Exercise instructions.
Please lay out every line of all the records below as one numbered list, skipping blank lines and leaving out the pictures.

Data entries.
>>
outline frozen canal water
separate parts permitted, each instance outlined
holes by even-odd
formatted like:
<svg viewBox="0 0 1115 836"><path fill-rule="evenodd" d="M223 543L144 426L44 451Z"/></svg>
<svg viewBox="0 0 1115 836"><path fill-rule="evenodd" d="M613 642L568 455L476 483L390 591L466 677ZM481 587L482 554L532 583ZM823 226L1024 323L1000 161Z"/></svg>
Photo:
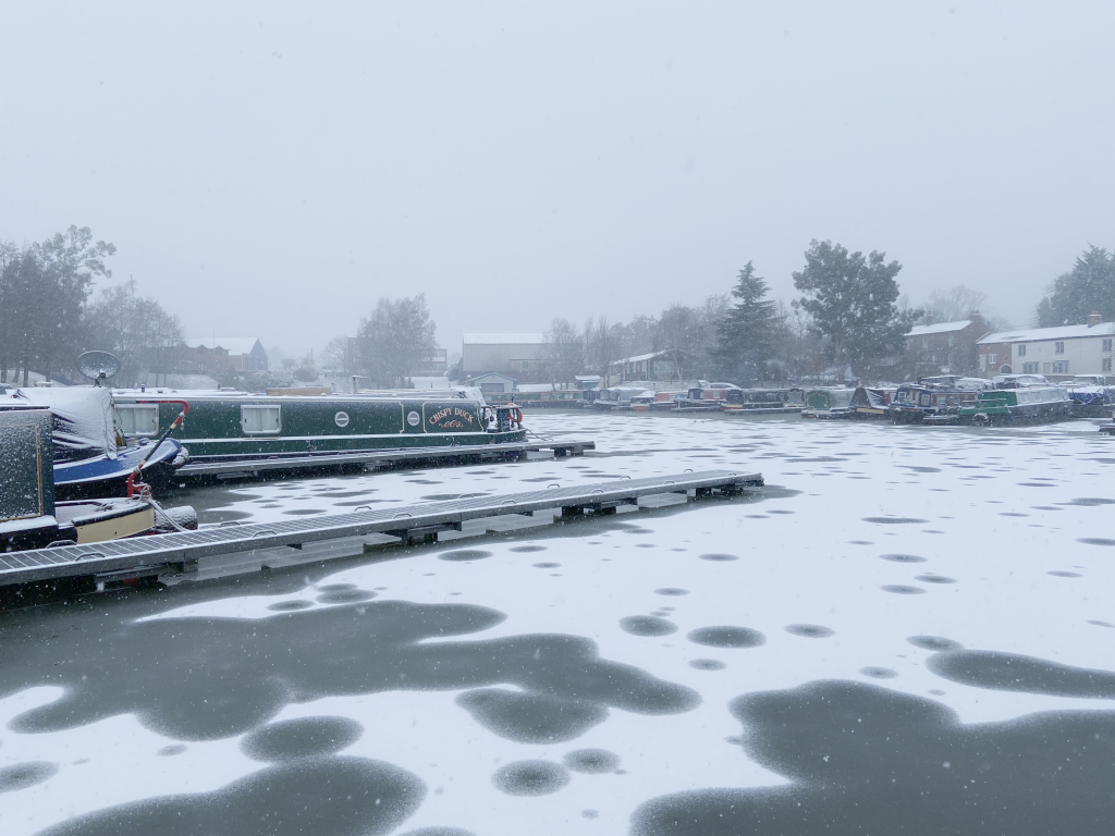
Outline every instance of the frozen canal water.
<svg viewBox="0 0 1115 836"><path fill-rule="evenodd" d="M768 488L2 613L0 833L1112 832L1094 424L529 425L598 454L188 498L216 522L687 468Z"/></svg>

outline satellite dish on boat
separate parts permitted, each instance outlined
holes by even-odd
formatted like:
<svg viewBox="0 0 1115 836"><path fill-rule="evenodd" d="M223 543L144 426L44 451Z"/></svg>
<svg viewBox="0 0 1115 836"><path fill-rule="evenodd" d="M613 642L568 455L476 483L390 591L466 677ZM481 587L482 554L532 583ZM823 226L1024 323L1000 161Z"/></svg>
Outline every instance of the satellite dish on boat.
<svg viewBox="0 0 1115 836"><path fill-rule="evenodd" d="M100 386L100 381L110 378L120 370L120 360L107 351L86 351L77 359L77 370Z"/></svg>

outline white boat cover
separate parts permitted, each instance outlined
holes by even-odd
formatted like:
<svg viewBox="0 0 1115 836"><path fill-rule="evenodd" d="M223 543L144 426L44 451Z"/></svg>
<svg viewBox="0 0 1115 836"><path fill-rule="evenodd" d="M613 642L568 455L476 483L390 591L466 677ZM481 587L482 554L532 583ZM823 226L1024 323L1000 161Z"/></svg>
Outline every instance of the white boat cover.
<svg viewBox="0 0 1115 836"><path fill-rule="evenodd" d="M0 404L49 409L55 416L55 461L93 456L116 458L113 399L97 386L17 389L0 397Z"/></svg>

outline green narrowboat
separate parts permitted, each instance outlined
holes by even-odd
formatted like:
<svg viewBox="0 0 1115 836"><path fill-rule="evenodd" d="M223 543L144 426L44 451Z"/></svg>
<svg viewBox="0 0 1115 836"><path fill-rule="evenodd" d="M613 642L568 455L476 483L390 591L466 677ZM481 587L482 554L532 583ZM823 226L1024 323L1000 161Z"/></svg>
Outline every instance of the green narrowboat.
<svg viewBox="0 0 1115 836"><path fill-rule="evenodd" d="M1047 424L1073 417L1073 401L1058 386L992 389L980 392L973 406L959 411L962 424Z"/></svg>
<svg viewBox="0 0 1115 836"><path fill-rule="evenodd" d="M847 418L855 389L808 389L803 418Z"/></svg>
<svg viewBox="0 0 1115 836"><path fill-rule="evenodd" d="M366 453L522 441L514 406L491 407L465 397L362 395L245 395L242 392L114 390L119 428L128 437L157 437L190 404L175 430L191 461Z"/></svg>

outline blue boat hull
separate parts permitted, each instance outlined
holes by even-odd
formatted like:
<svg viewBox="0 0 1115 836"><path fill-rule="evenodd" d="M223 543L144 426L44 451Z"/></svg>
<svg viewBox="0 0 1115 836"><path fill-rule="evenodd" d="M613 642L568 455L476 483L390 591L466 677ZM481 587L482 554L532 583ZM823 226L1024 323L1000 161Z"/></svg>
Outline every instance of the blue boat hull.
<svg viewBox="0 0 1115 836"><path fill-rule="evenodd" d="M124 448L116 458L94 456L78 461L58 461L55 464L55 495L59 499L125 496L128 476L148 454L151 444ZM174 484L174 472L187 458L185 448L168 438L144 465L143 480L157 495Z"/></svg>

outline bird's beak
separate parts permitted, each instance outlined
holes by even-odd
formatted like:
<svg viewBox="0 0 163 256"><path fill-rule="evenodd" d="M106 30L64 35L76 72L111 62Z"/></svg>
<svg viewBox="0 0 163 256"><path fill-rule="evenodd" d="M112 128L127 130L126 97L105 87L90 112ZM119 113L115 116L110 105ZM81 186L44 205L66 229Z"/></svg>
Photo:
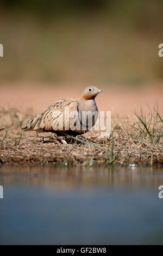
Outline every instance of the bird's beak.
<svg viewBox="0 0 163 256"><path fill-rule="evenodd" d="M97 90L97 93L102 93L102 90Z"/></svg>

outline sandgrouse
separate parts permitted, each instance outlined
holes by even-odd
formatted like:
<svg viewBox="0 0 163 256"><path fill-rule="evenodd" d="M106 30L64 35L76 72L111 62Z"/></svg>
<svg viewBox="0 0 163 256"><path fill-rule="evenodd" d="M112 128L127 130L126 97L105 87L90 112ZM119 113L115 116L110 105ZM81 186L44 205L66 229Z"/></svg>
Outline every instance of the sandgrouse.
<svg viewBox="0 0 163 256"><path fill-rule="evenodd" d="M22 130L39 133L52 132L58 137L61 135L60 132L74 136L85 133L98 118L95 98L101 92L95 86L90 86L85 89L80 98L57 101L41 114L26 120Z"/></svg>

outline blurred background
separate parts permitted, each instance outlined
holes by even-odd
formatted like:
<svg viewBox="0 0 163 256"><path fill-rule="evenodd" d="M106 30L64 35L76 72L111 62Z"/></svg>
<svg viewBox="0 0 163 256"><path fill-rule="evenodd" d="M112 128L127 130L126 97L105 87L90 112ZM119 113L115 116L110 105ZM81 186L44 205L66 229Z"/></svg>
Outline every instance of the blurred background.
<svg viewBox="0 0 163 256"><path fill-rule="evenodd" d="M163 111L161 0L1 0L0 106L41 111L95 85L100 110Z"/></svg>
<<
Output of the exercise.
1. outline frozen canal water
2. separate parts permitted, each instance outlined
3. holes by even-odd
4. formatted like:
5. <svg viewBox="0 0 1115 836"><path fill-rule="evenodd" d="M223 543L144 426L44 451Z"/></svg>
6. <svg viewBox="0 0 1115 836"><path fill-rule="evenodd" d="M613 642L568 455L476 483L390 591L466 677ZM481 587L482 554L532 583ZM823 226L1024 323L1000 161Z"/></svg>
7. Photo:
8. Outline every instance of the frozen canal water.
9. <svg viewBox="0 0 1115 836"><path fill-rule="evenodd" d="M768 488L2 613L0 833L1112 832L1094 424L529 425L598 454L188 498L216 522L687 468Z"/></svg>
10. outline satellite dish on boat
11. separate parts permitted, each instance outlined
12. holes by even-odd
13. formatted like:
14. <svg viewBox="0 0 1115 836"><path fill-rule="evenodd" d="M223 543L144 426L44 451Z"/></svg>
15. <svg viewBox="0 0 1115 836"><path fill-rule="evenodd" d="M613 642L568 455L476 483L390 591L466 677ZM481 587L482 554L532 583ZM823 226L1024 323L1000 161Z"/></svg>
16. Outline every instance of the satellite dish on boat.
17. <svg viewBox="0 0 1115 836"><path fill-rule="evenodd" d="M100 386L100 381L110 378L120 370L120 360L107 351L86 351L77 359L77 370Z"/></svg>
18. outline white boat cover
19. separate parts permitted, each instance outlined
20. holes by even-odd
21. formatted like:
22. <svg viewBox="0 0 1115 836"><path fill-rule="evenodd" d="M223 543L144 426L44 451Z"/></svg>
23. <svg viewBox="0 0 1115 836"><path fill-rule="evenodd" d="M613 642L568 455L476 483L390 591L466 677ZM481 587L482 554L532 583ZM823 226L1024 323L1000 161Z"/></svg>
24. Outline every instance of the white boat cover.
25. <svg viewBox="0 0 1115 836"><path fill-rule="evenodd" d="M0 404L49 409L55 416L55 461L93 456L116 458L113 399L97 386L17 389L0 397Z"/></svg>
26. outline green narrowboat
27. separate parts permitted, each instance outlined
28. holes by even-odd
29. formatted like:
30. <svg viewBox="0 0 1115 836"><path fill-rule="evenodd" d="M223 543L144 426L44 451Z"/></svg>
31. <svg viewBox="0 0 1115 836"><path fill-rule="evenodd" d="M613 642L568 455L476 483L390 591L466 677ZM481 587L482 554L532 583ZM823 226L1024 323L1000 161Z"/></svg>
32. Outline every instance of the green narrowboat.
33. <svg viewBox="0 0 1115 836"><path fill-rule="evenodd" d="M1047 424L1073 417L1073 401L1058 386L992 389L980 392L973 406L959 411L962 424Z"/></svg>
34. <svg viewBox="0 0 1115 836"><path fill-rule="evenodd" d="M847 418L855 389L808 389L803 418Z"/></svg>
35. <svg viewBox="0 0 1115 836"><path fill-rule="evenodd" d="M366 453L522 441L514 406L491 407L465 397L362 395L245 395L242 392L114 390L119 428L128 437L157 437L190 404L175 430L191 461Z"/></svg>
36. outline blue boat hull
37. separate parts permitted, each instance outlined
38. holes by even-odd
39. formatted like:
40. <svg viewBox="0 0 1115 836"><path fill-rule="evenodd" d="M223 543L144 426L44 451Z"/></svg>
41. <svg viewBox="0 0 1115 836"><path fill-rule="evenodd" d="M613 642L568 455L476 483L390 591L466 677ZM481 587L482 554L532 583ZM823 226L1024 323L1000 161Z"/></svg>
42. Outline every instance of the blue boat hull.
43. <svg viewBox="0 0 1115 836"><path fill-rule="evenodd" d="M124 448L116 458L94 456L78 461L58 461L55 464L55 495L59 499L125 496L128 476L148 454L151 444ZM174 484L174 472L187 458L185 448L168 438L144 465L143 480L157 495Z"/></svg>
44. outline bird's beak
45. separate parts permitted, each instance outlined
46. holes by even-odd
47. formatted like:
48. <svg viewBox="0 0 163 256"><path fill-rule="evenodd" d="M106 30L64 35L76 72L111 62Z"/></svg>
49. <svg viewBox="0 0 163 256"><path fill-rule="evenodd" d="M112 128L127 130L126 97L105 87L90 112ZM119 113L115 116L110 105ZM81 186L44 205L66 229Z"/></svg>
50. Photo:
51. Outline every instance of the bird's beak.
52. <svg viewBox="0 0 163 256"><path fill-rule="evenodd" d="M97 90L97 93L102 93L102 90Z"/></svg>
53. outline sandgrouse
54. separate parts permitted, each instance outlined
55. holes by even-odd
56. formatted like:
57. <svg viewBox="0 0 163 256"><path fill-rule="evenodd" d="M106 30L64 35L76 72L111 62Z"/></svg>
58. <svg viewBox="0 0 163 256"><path fill-rule="evenodd" d="M112 128L127 130L126 97L105 87L90 112ZM119 113L115 116L110 105ZM81 186L44 205L66 229Z"/></svg>
59. Outline every instance of the sandgrouse.
60. <svg viewBox="0 0 163 256"><path fill-rule="evenodd" d="M22 130L39 133L52 132L58 137L61 135L60 132L74 136L85 133L98 118L95 98L101 92L95 86L90 86L85 89L80 98L57 101L41 114L26 120Z"/></svg>
61. outline blurred background
62. separate parts permitted, each instance outlined
63. holes by even-odd
64. formatted like:
65. <svg viewBox="0 0 163 256"><path fill-rule="evenodd" d="M106 30L64 35L76 72L111 62Z"/></svg>
66. <svg viewBox="0 0 163 256"><path fill-rule="evenodd" d="M112 128L127 130L126 97L105 87L90 112ZM119 113L115 116L110 105ZM81 186L44 205L66 229Z"/></svg>
67. Outline every instance of the blurred background.
68. <svg viewBox="0 0 163 256"><path fill-rule="evenodd" d="M163 111L161 0L1 0L0 106L41 111L95 85L100 110Z"/></svg>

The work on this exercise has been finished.